§ **What this task involves**
Recast every line of the entries below as a JSON array of strings, one string per line, leaving out any blank lines.

§ **Material for this task**
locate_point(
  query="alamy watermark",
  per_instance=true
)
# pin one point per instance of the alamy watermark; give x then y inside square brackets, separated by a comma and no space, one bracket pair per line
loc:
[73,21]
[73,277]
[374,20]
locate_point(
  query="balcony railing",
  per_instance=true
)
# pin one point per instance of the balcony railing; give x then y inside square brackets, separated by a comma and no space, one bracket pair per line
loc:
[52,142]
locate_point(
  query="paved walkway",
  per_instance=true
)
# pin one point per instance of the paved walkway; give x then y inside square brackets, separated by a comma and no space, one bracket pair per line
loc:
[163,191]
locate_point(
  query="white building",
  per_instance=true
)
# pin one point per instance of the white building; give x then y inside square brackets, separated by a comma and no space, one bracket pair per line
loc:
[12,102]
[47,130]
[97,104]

§ **Response below**
[
  "locate_point(",
  "  query=\"alamy watermark\",",
  "  per_instance=true",
  ")",
  "# pin one point per instance of the alamy watermark; give x then y inside square brackets, separated by a comma and no space, one bracket pair per line",
  "loc:",
  "[73,21]",
  "[73,277]",
  "[374,20]",
  "locate_point(",
  "  query=\"balcony railing\",",
  "  per_instance=true",
  ")",
  "# pin one point per instance of the balcony railing; give x then y inside square brackets, separated by a comma and no space, one bracket pair per line",
  "loc:",
  "[52,142]",
  "locate_point(",
  "  query=\"paved walkway\",",
  "  per_instance=true",
  ")",
  "# pin one point per instance of the paved walkway; give x then y inside square brackets, separated by a comma and no space, one bracket pair per line",
  "loc:",
  "[163,191]",
  "locate_point(",
  "  query=\"white building\",",
  "  per_instance=true",
  ")",
  "# pin one point per instance of the white building; give x then y inside square brackets, separated by a comma and no space, one bracket pair per line",
  "loc:",
  "[12,102]",
  "[47,130]",
  "[97,104]"
]